# start of Stored records
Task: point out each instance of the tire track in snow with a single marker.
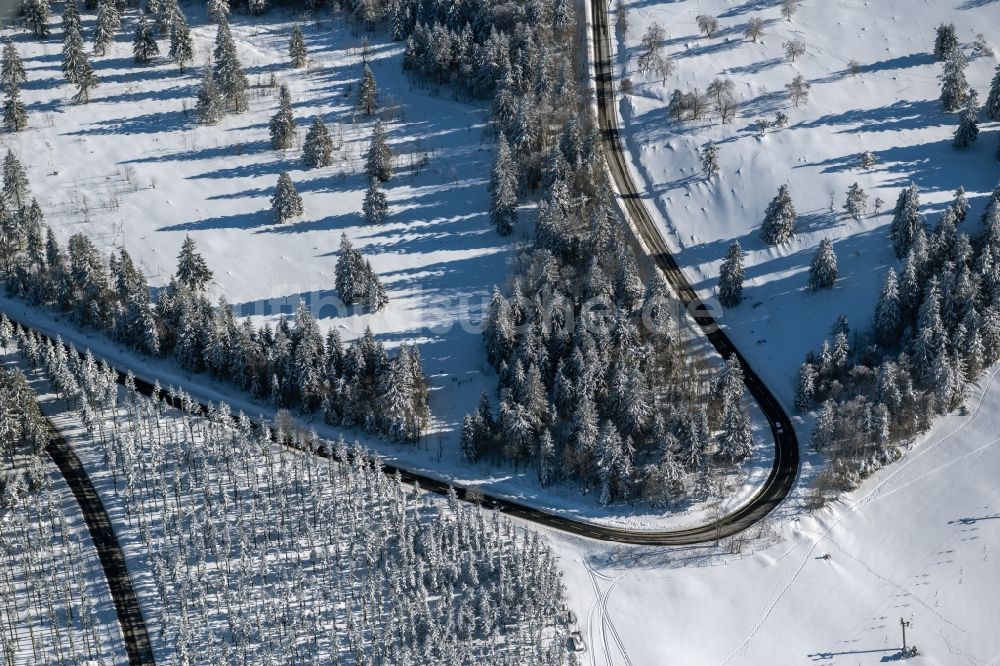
(855, 508)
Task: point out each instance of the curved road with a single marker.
(786, 458)
(109, 551)
(786, 455)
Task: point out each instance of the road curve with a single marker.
(137, 645)
(786, 449)
(783, 472)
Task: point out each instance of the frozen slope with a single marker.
(891, 108)
(919, 540)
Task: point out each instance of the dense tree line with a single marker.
(264, 554)
(935, 329)
(290, 364)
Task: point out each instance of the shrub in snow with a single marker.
(375, 206)
(823, 269)
(297, 47)
(317, 150)
(946, 42)
(285, 202)
(378, 164)
(367, 91)
(282, 125)
(503, 189)
(144, 47)
(779, 219)
(731, 277)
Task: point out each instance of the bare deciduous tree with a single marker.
(709, 25)
(754, 29)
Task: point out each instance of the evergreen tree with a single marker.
(107, 24)
(710, 160)
(379, 161)
(367, 91)
(228, 72)
(209, 105)
(144, 47)
(181, 42)
(297, 47)
(888, 318)
(15, 115)
(36, 16)
(946, 42)
(954, 86)
(192, 269)
(16, 192)
(823, 269)
(73, 53)
(906, 220)
(992, 107)
(317, 150)
(86, 80)
(779, 219)
(968, 125)
(285, 202)
(805, 390)
(375, 207)
(503, 189)
(282, 124)
(11, 68)
(857, 202)
(731, 277)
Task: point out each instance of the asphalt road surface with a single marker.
(108, 550)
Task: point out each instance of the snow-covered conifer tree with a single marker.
(36, 16)
(375, 207)
(86, 80)
(317, 149)
(107, 24)
(731, 277)
(992, 106)
(954, 86)
(906, 219)
(857, 202)
(779, 219)
(73, 53)
(888, 319)
(379, 161)
(192, 269)
(144, 46)
(823, 269)
(503, 189)
(367, 91)
(15, 115)
(297, 47)
(282, 123)
(228, 72)
(11, 68)
(710, 160)
(968, 125)
(945, 42)
(285, 202)
(181, 42)
(209, 104)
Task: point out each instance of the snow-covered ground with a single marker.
(918, 541)
(890, 108)
(132, 168)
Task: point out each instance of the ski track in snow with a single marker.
(872, 495)
(601, 601)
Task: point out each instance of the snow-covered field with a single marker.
(890, 108)
(132, 168)
(918, 541)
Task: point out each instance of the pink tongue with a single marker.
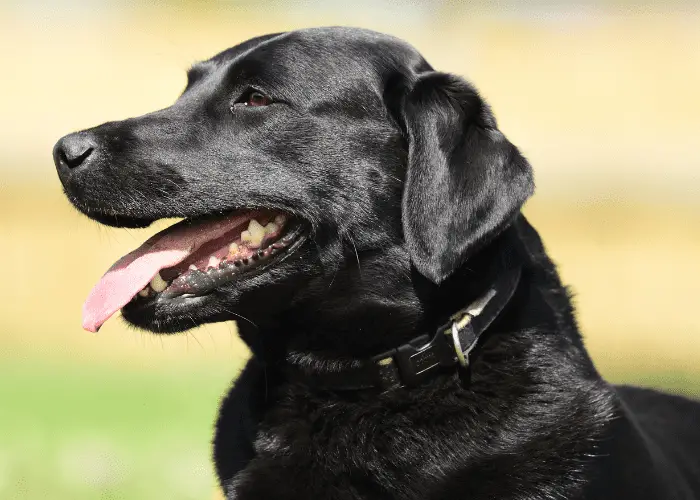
(135, 270)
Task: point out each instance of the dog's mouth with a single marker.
(192, 258)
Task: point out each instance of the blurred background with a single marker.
(601, 96)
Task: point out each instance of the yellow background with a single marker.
(603, 98)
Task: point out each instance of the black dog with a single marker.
(411, 338)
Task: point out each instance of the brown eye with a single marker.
(258, 99)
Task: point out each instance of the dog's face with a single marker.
(297, 160)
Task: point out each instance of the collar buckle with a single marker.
(419, 358)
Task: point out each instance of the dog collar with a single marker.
(413, 362)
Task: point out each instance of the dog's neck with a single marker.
(326, 338)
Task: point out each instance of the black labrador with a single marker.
(358, 213)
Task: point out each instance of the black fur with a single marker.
(412, 197)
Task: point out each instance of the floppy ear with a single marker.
(465, 182)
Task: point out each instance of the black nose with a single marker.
(73, 151)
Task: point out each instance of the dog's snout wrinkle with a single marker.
(73, 151)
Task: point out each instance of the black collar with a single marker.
(413, 362)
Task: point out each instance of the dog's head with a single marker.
(315, 165)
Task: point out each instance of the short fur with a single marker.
(412, 197)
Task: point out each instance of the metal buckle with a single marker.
(421, 356)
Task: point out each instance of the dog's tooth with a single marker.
(271, 228)
(257, 233)
(158, 283)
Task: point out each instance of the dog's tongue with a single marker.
(136, 269)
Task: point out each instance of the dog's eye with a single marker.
(254, 98)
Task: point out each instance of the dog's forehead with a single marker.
(313, 53)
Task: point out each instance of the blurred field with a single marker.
(601, 96)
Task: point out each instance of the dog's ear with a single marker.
(465, 182)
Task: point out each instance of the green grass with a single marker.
(90, 431)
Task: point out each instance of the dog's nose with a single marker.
(73, 151)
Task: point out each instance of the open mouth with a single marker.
(192, 258)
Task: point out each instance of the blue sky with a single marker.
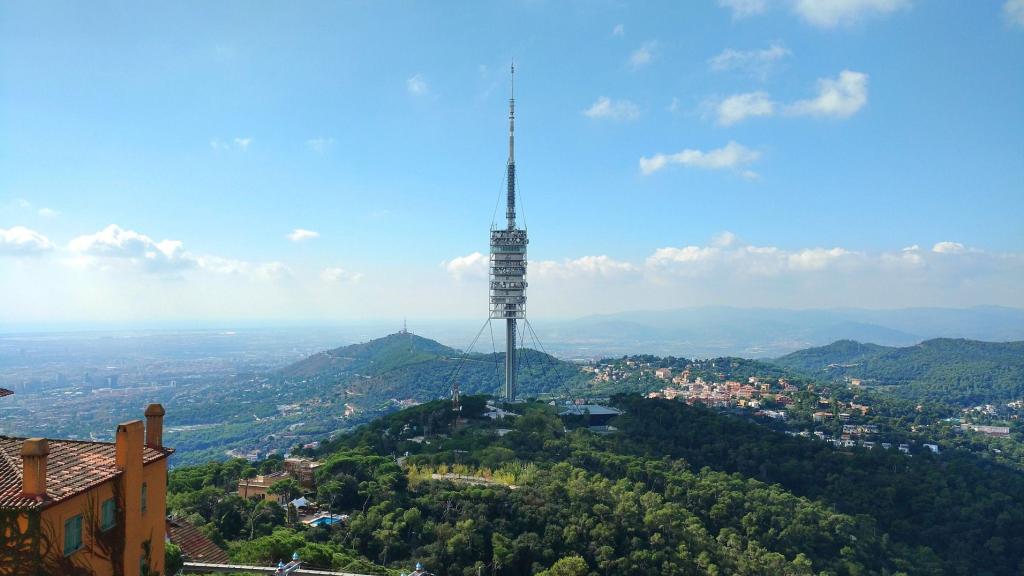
(156, 160)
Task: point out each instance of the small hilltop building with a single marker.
(80, 508)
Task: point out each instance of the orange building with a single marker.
(85, 508)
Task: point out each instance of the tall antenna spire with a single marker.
(510, 209)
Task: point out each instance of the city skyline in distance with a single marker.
(783, 159)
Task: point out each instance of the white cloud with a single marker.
(19, 241)
(642, 55)
(731, 155)
(744, 8)
(829, 13)
(115, 247)
(1013, 10)
(470, 265)
(238, 144)
(229, 266)
(739, 107)
(756, 63)
(320, 145)
(115, 242)
(840, 97)
(727, 254)
(614, 110)
(815, 258)
(340, 275)
(583, 266)
(417, 85)
(301, 235)
(948, 248)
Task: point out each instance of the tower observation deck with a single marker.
(508, 264)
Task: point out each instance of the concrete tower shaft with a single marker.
(508, 266)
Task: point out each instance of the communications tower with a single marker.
(508, 263)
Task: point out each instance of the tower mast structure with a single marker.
(508, 264)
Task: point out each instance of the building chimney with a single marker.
(34, 454)
(155, 426)
(128, 457)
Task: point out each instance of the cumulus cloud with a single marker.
(948, 248)
(727, 254)
(613, 110)
(744, 8)
(731, 155)
(470, 265)
(320, 145)
(839, 97)
(301, 235)
(19, 241)
(417, 85)
(757, 63)
(231, 266)
(642, 55)
(1013, 10)
(118, 243)
(739, 107)
(586, 265)
(238, 144)
(830, 13)
(339, 275)
(115, 247)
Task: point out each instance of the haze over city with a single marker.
(343, 162)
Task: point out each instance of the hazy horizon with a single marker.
(344, 161)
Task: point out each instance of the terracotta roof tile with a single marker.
(72, 466)
(194, 544)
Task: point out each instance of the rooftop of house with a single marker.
(72, 467)
(194, 544)
(592, 409)
(264, 480)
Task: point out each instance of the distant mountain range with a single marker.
(952, 371)
(408, 366)
(715, 331)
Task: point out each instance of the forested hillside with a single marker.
(950, 371)
(415, 367)
(678, 490)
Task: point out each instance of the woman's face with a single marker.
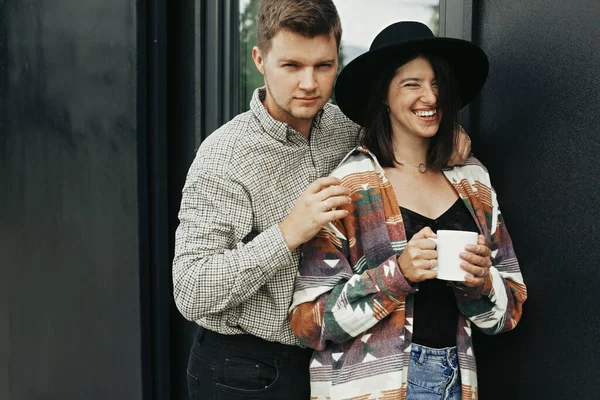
(412, 98)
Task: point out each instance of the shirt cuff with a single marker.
(271, 251)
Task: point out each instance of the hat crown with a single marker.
(401, 32)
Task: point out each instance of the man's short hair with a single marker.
(306, 17)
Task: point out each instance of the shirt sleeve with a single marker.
(215, 267)
(497, 306)
(333, 303)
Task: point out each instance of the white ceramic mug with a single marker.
(449, 246)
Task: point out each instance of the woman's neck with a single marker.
(410, 148)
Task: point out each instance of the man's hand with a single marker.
(313, 209)
(463, 148)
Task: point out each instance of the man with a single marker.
(252, 196)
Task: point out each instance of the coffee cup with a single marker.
(449, 245)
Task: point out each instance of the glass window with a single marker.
(361, 21)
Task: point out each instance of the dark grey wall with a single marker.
(69, 205)
(538, 124)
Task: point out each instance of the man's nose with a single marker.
(308, 81)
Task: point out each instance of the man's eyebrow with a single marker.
(292, 61)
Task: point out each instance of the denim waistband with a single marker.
(446, 355)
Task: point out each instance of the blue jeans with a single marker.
(433, 374)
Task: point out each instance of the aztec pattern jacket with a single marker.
(353, 305)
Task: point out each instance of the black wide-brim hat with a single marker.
(400, 41)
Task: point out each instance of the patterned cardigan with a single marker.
(353, 305)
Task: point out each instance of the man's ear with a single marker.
(259, 60)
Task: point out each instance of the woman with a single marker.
(366, 298)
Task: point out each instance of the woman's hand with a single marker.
(419, 257)
(477, 263)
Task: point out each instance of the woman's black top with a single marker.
(435, 309)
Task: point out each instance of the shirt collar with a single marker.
(277, 129)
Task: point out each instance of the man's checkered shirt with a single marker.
(233, 272)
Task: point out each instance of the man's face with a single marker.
(299, 73)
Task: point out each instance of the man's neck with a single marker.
(301, 125)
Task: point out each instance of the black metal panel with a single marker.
(538, 122)
(69, 206)
(185, 53)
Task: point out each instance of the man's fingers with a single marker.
(332, 191)
(334, 215)
(335, 202)
(479, 249)
(322, 183)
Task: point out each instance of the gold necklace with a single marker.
(422, 167)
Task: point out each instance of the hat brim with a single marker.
(469, 62)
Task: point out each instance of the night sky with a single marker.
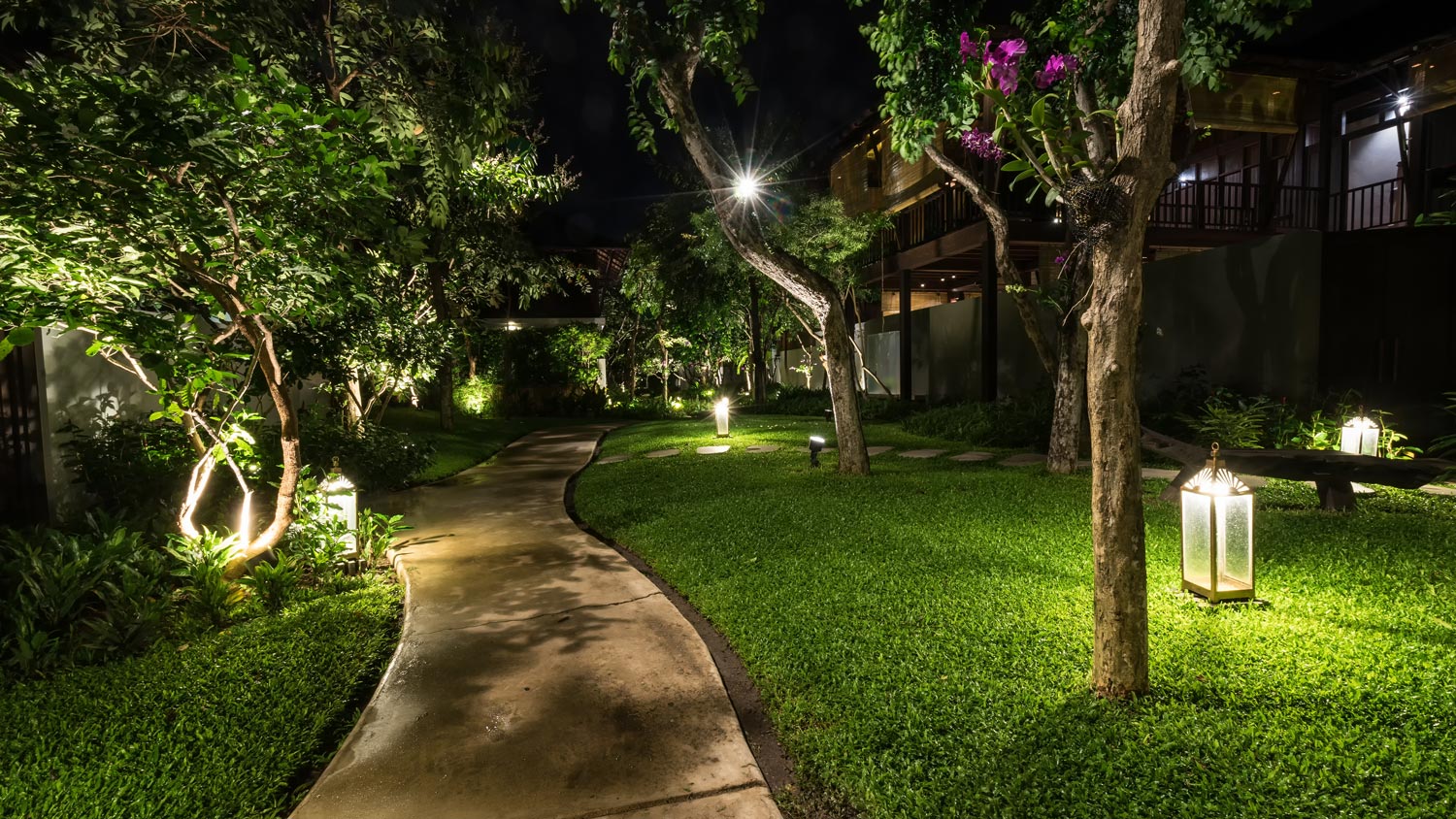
(812, 67)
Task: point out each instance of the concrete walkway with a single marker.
(539, 675)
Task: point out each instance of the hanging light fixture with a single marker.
(1217, 534)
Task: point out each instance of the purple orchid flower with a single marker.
(981, 145)
(1059, 67)
(1005, 58)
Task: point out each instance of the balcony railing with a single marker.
(1369, 206)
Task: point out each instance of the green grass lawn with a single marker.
(474, 440)
(221, 726)
(923, 638)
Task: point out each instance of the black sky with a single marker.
(812, 67)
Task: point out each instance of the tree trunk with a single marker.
(842, 378)
(1112, 319)
(445, 376)
(1066, 405)
(675, 82)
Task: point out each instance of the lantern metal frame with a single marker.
(1213, 496)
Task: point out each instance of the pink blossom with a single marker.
(981, 145)
(1059, 67)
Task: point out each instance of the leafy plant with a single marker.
(203, 563)
(274, 583)
(376, 533)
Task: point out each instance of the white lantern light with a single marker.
(341, 504)
(1217, 534)
(721, 414)
(1360, 435)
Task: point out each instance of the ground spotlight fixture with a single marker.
(815, 446)
(721, 414)
(745, 186)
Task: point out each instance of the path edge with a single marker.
(747, 703)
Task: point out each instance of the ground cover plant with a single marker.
(218, 726)
(922, 638)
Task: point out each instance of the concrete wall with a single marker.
(1246, 313)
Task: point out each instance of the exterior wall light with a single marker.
(721, 416)
(1217, 533)
(815, 446)
(341, 502)
(1360, 435)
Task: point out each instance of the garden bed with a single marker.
(923, 638)
(229, 725)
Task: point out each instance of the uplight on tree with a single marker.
(1360, 435)
(1217, 534)
(721, 414)
(341, 502)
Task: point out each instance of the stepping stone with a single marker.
(973, 455)
(1024, 460)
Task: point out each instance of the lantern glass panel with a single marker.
(1197, 527)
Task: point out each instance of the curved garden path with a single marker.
(539, 675)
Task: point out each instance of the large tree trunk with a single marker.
(1066, 404)
(814, 291)
(1112, 319)
(842, 378)
(445, 376)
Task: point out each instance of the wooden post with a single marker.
(906, 360)
(989, 297)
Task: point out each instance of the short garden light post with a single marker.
(721, 416)
(1217, 533)
(815, 446)
(341, 502)
(1360, 435)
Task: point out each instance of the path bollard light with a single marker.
(815, 446)
(721, 414)
(1217, 530)
(1360, 435)
(341, 502)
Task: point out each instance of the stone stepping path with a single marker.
(1024, 460)
(973, 457)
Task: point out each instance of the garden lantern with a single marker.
(815, 446)
(721, 414)
(1360, 435)
(341, 502)
(1217, 522)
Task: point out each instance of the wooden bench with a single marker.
(1333, 472)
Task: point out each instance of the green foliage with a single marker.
(201, 573)
(1010, 423)
(274, 582)
(131, 467)
(376, 534)
(922, 639)
(169, 735)
(78, 597)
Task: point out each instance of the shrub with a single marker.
(376, 533)
(274, 583)
(131, 467)
(1009, 422)
(203, 562)
(78, 598)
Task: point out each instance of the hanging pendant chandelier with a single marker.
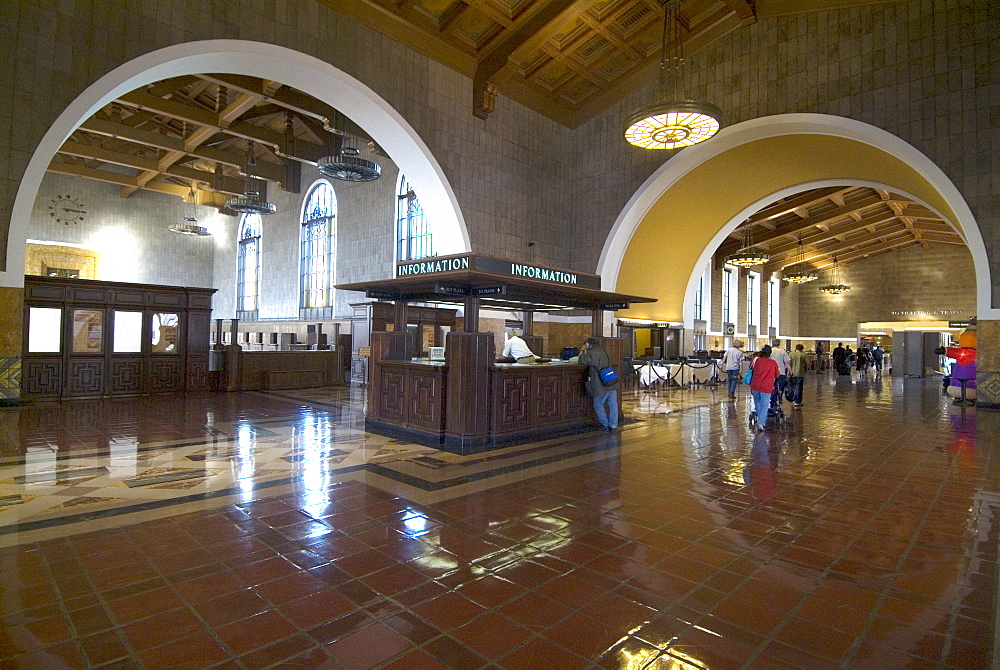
(747, 256)
(347, 165)
(802, 274)
(836, 287)
(251, 201)
(672, 122)
(190, 224)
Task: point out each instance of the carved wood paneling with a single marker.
(424, 398)
(85, 377)
(165, 375)
(41, 377)
(512, 401)
(197, 372)
(548, 397)
(392, 396)
(126, 376)
(578, 404)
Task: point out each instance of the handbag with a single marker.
(608, 375)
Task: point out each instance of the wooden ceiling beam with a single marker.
(268, 171)
(792, 230)
(115, 178)
(495, 58)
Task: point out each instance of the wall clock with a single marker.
(66, 209)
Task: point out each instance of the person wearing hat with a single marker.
(517, 349)
(731, 364)
(765, 372)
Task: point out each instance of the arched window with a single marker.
(319, 233)
(413, 230)
(248, 266)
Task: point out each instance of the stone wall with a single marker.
(936, 283)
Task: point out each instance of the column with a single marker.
(11, 345)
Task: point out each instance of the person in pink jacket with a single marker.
(765, 371)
# end of Stored records
# Stated task
Write out, word for word, the line containing "Task: point out each instance of the wooden post" and each line after it to the end of the data, and nothing more. Drop the pictures.

# Reply to the task
Task: point out each instance of the wooden post with a single marker.
(906, 360)
(989, 297)
Task: point out each instance of the short garden light post with a single marker.
(721, 416)
(1217, 533)
(815, 446)
(341, 502)
(1360, 435)
Task: point out each instance of the path bollard light with a single marker.
(815, 446)
(721, 414)
(1217, 530)
(1360, 435)
(341, 502)
Task: point out each instance of the stone stepping path with a single marker.
(1024, 460)
(973, 457)
Task: point out each instance of the garden lantern with a single marker.
(815, 446)
(721, 414)
(1360, 435)
(341, 502)
(1217, 522)
Task: point out each instance of the wooden bench with a single marker.
(1333, 472)
Task: point out each instance of the green foliage with a single marker.
(201, 573)
(1010, 423)
(274, 582)
(131, 467)
(376, 534)
(922, 639)
(169, 735)
(78, 597)
Task: point out each instance of the shrub with a single marker.
(376, 533)
(274, 583)
(131, 467)
(1009, 422)
(203, 562)
(78, 598)
Task: point out each instance of the hanging pendant chandelier with a single marker.
(747, 256)
(347, 165)
(802, 274)
(836, 287)
(251, 201)
(672, 122)
(190, 224)
Task: point out each instance of the carved wood paneling with a single marker.
(424, 398)
(85, 377)
(165, 375)
(41, 377)
(512, 401)
(197, 372)
(548, 397)
(392, 396)
(126, 376)
(578, 404)
Task: point out each instance of the handbag with a single marker.
(608, 375)
Task: point out each instance of the wooden ceiling beam with a single marker.
(268, 171)
(792, 230)
(115, 178)
(495, 58)
Task: point out each instance of the wall clock with a single marker.
(66, 209)
Task: point out each instance of the person wearing hat with a single marker.
(517, 349)
(731, 364)
(765, 372)
Task: point out each instance of the arched window with a single marker.
(319, 233)
(413, 230)
(248, 266)
Task: point out each instance of the stone wall with a single marker.
(936, 283)
Task: point out each instance of the column with a single marker.
(11, 345)
Task: point out each instance of the person in pink jacket with a single marker.
(765, 371)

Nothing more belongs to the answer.